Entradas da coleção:
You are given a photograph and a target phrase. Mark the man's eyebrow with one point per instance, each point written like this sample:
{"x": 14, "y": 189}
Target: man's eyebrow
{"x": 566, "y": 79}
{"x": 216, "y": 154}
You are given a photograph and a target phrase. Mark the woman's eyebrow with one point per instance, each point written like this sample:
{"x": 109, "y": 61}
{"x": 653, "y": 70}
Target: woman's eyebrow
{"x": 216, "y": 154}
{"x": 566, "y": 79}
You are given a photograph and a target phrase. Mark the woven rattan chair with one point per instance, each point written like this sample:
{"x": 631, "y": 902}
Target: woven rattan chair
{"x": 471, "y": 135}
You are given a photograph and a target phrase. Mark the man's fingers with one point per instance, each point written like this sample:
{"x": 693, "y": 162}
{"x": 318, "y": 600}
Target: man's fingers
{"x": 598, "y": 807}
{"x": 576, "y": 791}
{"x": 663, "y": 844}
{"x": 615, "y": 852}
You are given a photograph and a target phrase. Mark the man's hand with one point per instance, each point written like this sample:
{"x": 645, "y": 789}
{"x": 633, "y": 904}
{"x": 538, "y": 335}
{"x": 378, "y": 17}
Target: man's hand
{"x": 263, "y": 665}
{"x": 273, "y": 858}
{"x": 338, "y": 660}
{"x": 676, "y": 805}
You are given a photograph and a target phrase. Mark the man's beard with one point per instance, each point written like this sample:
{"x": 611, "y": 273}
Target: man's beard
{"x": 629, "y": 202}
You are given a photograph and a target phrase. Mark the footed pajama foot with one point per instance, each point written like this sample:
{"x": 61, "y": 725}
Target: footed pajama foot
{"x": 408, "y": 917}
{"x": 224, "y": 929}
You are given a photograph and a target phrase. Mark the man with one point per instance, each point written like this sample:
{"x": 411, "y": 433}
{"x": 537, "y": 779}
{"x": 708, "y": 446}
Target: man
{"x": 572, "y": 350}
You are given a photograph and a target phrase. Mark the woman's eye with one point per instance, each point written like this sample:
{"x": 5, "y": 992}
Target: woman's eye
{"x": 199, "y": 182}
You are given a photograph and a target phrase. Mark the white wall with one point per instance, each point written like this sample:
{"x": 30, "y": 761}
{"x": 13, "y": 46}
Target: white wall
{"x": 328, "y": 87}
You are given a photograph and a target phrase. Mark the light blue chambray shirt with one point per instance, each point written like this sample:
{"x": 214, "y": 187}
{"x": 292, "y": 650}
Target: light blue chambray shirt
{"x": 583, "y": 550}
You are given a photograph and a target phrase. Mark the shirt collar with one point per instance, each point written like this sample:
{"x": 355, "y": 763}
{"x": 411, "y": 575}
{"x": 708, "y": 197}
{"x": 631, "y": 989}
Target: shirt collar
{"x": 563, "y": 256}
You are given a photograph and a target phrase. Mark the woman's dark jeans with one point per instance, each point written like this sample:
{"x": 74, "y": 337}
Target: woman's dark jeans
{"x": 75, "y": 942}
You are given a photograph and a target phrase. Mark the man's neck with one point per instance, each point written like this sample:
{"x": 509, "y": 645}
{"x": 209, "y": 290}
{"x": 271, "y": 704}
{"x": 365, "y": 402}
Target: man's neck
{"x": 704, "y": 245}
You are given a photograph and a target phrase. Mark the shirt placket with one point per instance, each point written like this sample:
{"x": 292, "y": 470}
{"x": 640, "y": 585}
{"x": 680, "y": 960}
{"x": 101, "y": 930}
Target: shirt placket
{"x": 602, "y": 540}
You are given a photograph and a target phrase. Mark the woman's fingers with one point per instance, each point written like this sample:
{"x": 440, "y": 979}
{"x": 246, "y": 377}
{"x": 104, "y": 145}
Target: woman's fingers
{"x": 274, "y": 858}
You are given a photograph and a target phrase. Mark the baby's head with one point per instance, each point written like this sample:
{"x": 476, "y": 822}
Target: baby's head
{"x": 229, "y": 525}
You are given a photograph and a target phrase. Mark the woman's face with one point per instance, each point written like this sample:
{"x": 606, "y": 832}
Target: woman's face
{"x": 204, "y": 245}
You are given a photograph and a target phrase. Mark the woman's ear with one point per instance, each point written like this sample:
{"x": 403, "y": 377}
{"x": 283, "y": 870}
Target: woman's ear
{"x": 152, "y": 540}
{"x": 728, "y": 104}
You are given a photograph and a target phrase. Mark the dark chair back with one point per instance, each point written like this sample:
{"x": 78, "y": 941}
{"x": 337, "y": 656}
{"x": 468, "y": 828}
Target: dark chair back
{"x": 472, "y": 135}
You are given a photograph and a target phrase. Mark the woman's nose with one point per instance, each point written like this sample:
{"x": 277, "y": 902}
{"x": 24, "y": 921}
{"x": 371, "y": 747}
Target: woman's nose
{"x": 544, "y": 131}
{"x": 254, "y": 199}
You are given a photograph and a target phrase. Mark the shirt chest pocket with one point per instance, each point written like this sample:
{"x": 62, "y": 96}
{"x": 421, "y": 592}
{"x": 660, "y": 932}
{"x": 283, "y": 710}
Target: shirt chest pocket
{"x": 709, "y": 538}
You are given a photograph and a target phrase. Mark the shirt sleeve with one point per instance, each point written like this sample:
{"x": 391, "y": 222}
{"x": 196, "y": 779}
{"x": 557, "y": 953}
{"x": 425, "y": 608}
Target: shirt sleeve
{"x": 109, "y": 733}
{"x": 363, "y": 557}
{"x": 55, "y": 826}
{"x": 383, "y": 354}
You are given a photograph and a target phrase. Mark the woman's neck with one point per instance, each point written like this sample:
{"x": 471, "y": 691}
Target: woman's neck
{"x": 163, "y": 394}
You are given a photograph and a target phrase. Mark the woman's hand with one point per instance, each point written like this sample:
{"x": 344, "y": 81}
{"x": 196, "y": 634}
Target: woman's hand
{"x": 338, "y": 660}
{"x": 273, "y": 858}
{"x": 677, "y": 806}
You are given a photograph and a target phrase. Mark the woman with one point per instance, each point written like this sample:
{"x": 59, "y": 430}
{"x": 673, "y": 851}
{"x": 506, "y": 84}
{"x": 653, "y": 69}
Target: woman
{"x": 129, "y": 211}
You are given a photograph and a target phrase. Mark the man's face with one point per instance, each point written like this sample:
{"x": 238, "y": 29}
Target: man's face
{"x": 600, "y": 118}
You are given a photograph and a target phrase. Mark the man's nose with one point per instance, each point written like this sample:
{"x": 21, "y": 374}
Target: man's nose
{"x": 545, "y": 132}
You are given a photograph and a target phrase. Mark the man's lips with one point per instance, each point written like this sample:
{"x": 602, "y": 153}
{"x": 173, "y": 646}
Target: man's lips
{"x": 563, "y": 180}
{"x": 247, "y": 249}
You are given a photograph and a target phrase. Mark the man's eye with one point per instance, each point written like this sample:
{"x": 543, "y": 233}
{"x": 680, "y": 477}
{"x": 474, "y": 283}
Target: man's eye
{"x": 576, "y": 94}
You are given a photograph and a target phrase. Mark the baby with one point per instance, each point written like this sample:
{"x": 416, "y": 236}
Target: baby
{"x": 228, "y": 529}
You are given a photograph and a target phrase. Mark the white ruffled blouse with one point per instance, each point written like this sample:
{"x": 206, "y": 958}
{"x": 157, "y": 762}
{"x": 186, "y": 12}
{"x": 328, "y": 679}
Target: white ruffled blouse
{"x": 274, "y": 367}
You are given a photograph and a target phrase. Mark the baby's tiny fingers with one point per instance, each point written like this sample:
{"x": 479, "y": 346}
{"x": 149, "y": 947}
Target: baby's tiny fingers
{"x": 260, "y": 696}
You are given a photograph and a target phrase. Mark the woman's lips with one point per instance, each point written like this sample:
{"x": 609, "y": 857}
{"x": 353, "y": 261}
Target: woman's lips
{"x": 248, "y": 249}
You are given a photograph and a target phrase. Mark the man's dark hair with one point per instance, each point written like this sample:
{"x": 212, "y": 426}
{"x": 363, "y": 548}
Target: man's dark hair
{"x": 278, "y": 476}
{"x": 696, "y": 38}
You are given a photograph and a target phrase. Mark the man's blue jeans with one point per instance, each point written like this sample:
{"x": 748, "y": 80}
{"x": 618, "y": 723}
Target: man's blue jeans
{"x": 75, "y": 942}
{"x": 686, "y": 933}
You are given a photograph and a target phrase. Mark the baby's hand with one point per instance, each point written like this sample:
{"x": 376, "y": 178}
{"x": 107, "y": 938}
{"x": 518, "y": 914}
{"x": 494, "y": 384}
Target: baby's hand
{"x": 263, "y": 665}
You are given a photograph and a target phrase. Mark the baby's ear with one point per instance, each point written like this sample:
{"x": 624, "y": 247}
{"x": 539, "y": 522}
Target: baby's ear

### INSTRUÇÕES DA TAREFA
No trecho que vai da linha que contém "the man's dark" até o fim das entradas, troque "baby's" por "infant's". Reproduza essas linhas sem nenhuma outra alteração.

### RESULTADO DA TAREFA
You are given a photograph and a target phrase. Mark the man's dark hair with one point per instance, each point written like this sample:
{"x": 212, "y": 426}
{"x": 363, "y": 548}
Target: man's dark hair
{"x": 278, "y": 476}
{"x": 696, "y": 38}
You are given a photograph and a target phrase. Mark the man's blue jeans with one point per instance, each point written like this sample:
{"x": 748, "y": 80}
{"x": 618, "y": 723}
Target: man's blue jeans
{"x": 75, "y": 942}
{"x": 686, "y": 933}
You are given a photograph and a target phrase. Mark the infant's hand with one point per instance, each point written like this sample:
{"x": 376, "y": 178}
{"x": 107, "y": 938}
{"x": 518, "y": 914}
{"x": 494, "y": 384}
Target: infant's hand
{"x": 263, "y": 665}
You are given a photograph and a target phrase. Mark the infant's ear with one point per instance, each point written like this sample:
{"x": 624, "y": 247}
{"x": 539, "y": 522}
Target: infant's ear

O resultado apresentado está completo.